[EXERCISE]:
Select each line in the listing below that contains the string "chrome", matching case exactly, and copy those lines out.

Rows from a pointing dataset:
————
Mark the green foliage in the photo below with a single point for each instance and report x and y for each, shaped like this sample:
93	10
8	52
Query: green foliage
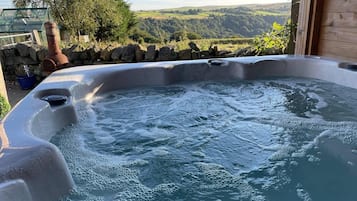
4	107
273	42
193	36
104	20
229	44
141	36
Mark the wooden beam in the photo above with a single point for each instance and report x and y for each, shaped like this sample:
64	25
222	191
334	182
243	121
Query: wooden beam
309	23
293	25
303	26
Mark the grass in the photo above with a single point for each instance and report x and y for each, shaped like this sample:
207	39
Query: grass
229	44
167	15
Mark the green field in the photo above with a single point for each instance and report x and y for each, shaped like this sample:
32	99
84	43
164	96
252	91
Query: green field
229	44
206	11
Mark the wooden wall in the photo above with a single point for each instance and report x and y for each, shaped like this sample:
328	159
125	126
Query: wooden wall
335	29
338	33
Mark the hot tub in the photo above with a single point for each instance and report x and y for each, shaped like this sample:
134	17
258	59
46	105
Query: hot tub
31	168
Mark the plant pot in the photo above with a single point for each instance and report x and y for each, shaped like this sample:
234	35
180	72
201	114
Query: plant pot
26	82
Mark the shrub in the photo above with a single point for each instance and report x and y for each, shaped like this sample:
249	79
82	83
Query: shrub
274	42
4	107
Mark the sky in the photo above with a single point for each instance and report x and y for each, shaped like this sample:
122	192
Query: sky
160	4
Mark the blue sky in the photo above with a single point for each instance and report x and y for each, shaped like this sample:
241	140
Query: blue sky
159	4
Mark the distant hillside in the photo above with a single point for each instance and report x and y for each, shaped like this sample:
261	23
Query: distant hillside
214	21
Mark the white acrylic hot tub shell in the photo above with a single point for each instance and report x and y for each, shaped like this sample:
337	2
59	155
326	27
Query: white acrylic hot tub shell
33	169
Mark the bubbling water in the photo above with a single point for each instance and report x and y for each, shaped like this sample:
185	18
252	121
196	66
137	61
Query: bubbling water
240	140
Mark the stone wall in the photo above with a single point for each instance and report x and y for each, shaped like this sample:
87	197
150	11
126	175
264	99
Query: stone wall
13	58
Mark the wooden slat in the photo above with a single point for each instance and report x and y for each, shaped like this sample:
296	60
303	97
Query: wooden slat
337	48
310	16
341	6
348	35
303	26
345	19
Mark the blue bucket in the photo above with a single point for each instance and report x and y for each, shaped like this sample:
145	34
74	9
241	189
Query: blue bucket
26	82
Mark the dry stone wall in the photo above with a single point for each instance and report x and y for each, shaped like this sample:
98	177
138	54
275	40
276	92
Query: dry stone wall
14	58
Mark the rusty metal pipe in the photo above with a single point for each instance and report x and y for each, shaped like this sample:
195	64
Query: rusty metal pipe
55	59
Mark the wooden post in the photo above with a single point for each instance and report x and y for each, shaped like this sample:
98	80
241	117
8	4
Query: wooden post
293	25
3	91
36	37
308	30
————
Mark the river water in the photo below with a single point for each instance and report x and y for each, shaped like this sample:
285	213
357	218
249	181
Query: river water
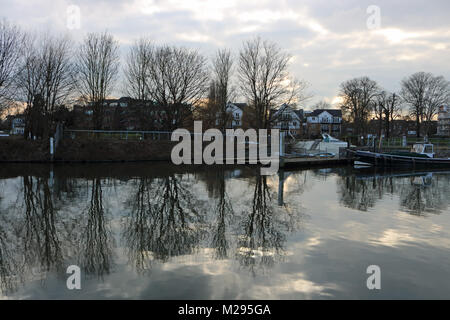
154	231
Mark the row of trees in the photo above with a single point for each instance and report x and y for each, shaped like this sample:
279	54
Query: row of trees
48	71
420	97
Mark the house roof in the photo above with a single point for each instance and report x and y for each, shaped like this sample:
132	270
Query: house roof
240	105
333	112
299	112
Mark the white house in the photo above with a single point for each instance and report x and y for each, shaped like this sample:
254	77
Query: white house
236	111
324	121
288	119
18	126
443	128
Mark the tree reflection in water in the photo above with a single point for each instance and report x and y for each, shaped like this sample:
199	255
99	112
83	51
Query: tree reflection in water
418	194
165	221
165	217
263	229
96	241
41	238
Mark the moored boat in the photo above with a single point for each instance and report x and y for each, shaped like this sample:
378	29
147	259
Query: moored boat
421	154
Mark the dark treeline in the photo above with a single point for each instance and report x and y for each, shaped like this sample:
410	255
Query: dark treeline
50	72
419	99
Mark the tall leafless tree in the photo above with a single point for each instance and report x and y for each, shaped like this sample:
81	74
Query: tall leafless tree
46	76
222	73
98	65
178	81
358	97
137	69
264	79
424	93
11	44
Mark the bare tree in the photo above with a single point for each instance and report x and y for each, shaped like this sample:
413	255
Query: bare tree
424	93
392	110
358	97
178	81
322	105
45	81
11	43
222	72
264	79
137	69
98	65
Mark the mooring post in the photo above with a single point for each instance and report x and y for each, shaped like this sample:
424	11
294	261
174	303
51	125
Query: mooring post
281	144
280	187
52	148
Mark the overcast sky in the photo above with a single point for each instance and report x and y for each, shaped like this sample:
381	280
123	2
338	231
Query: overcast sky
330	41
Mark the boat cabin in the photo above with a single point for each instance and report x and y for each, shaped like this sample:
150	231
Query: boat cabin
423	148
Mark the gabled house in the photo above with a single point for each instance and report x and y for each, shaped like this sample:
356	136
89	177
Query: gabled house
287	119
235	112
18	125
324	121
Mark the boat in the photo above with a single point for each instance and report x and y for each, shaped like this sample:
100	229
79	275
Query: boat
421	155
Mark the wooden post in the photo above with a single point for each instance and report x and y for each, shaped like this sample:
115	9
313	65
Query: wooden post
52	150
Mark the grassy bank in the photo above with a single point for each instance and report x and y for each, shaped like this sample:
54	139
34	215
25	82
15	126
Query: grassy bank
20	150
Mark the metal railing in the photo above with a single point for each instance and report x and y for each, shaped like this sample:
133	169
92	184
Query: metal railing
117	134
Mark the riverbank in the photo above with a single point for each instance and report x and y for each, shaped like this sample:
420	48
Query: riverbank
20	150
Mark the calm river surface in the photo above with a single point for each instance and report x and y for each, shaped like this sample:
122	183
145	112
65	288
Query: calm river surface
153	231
————
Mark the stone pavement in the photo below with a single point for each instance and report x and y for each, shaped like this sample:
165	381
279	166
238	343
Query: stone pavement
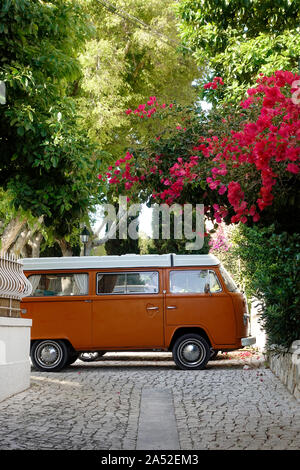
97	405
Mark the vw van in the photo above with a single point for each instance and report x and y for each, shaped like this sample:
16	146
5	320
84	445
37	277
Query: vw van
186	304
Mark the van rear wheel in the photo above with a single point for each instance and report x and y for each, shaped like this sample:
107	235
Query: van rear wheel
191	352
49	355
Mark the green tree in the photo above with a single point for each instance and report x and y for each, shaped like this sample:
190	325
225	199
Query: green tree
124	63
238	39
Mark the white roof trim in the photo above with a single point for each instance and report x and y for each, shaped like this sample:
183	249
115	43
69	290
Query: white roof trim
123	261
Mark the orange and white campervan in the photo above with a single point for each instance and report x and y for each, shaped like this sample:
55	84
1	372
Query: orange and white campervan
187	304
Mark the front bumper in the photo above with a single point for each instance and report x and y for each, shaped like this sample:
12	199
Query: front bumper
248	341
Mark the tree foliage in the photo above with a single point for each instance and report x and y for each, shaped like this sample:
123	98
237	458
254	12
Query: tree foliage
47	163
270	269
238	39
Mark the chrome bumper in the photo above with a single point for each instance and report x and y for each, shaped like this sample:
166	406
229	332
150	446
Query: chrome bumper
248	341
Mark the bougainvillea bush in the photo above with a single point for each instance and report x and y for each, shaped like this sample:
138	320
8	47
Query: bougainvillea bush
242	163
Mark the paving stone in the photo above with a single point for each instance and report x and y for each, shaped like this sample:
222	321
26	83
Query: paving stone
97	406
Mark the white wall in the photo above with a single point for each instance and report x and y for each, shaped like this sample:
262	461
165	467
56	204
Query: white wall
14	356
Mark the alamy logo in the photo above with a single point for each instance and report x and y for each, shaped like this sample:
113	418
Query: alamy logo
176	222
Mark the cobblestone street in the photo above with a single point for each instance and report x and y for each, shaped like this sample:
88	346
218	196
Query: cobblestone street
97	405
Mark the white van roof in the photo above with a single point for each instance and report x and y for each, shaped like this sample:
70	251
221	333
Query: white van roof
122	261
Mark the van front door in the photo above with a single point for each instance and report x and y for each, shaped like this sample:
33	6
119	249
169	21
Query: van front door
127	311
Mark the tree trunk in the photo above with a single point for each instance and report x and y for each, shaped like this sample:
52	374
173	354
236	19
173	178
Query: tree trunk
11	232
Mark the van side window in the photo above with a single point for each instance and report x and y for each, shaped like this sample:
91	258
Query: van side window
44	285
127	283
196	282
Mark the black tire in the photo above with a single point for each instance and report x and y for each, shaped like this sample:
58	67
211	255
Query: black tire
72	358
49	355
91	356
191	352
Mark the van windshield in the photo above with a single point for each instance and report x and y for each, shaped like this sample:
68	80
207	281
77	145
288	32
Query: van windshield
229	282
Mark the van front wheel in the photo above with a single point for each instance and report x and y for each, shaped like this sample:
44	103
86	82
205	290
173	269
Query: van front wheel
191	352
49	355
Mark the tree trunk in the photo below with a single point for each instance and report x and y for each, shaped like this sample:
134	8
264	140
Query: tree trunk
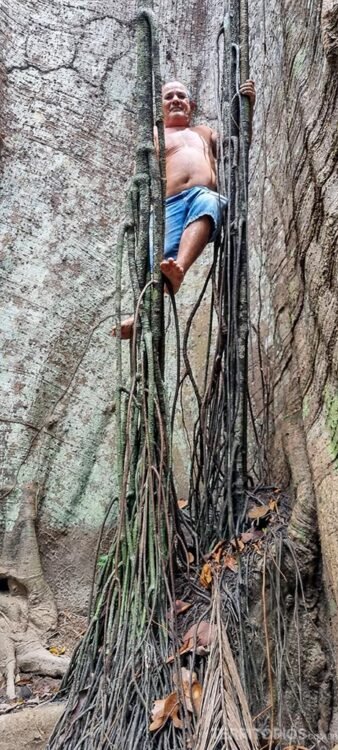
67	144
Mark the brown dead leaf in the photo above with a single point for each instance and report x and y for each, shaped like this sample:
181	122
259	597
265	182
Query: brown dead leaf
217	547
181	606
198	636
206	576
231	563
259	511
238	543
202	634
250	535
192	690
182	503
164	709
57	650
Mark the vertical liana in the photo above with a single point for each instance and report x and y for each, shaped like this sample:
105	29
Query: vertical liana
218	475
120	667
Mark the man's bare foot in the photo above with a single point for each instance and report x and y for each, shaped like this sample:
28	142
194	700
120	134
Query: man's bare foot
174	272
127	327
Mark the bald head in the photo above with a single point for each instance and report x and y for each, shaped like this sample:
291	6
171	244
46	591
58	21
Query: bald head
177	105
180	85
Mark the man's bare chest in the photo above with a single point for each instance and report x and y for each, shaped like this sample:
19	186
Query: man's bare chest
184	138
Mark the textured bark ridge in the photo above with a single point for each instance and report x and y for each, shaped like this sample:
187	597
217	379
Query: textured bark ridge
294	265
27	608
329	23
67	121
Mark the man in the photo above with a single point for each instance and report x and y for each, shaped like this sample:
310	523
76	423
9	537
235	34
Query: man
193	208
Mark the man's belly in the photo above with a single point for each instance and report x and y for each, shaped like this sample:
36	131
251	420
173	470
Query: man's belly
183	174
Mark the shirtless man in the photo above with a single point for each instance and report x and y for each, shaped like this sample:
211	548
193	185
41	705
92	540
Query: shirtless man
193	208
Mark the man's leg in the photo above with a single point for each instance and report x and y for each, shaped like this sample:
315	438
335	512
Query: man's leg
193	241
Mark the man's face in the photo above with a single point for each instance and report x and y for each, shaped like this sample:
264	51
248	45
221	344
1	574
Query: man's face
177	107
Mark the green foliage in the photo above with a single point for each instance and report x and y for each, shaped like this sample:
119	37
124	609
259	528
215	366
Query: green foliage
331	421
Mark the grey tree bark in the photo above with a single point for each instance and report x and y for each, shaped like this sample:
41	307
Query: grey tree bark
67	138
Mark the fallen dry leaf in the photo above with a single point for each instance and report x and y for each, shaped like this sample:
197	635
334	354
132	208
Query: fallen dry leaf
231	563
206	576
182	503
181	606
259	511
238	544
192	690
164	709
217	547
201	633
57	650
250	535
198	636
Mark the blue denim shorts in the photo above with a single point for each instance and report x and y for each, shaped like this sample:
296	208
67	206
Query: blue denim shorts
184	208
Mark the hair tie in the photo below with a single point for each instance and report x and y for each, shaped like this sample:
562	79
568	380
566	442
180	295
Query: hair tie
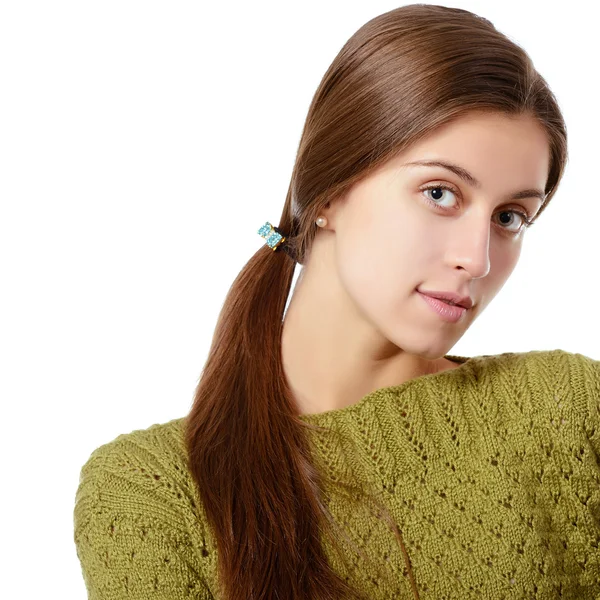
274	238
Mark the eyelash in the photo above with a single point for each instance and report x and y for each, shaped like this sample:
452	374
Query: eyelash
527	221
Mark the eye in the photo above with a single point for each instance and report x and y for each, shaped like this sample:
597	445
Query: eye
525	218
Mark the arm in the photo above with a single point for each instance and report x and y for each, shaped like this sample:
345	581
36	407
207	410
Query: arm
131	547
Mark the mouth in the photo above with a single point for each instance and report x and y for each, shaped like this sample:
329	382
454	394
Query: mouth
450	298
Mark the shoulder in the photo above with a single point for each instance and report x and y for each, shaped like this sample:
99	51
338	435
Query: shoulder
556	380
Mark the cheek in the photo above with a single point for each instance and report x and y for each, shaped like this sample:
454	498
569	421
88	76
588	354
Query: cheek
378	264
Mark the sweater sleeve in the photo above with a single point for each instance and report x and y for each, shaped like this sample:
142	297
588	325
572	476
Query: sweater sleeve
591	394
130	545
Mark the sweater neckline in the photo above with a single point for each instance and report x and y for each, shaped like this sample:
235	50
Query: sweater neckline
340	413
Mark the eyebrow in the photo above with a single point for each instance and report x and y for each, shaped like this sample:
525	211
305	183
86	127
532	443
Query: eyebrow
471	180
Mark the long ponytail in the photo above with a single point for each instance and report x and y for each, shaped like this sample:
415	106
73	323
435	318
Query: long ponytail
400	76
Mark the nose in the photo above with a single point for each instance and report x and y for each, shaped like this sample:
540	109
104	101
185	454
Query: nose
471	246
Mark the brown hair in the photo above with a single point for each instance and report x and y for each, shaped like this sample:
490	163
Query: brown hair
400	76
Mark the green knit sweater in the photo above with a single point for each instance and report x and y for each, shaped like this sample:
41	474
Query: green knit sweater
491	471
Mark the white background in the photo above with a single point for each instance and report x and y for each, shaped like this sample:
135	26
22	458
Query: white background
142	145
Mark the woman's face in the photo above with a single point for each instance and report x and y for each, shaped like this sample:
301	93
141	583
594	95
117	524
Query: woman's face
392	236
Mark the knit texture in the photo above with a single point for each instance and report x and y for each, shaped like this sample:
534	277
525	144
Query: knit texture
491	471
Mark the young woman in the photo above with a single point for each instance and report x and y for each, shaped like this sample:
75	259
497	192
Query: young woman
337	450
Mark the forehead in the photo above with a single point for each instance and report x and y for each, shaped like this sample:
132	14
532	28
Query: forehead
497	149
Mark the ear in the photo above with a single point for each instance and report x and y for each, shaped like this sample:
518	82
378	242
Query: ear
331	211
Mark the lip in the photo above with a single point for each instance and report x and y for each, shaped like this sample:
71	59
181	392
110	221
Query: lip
————
[EXERCISE OUTPUT]:
Mark the chrome bumper in the photo above with a single point for each instance and report x and y for each, shaped like this sample:
Query: chrome bumper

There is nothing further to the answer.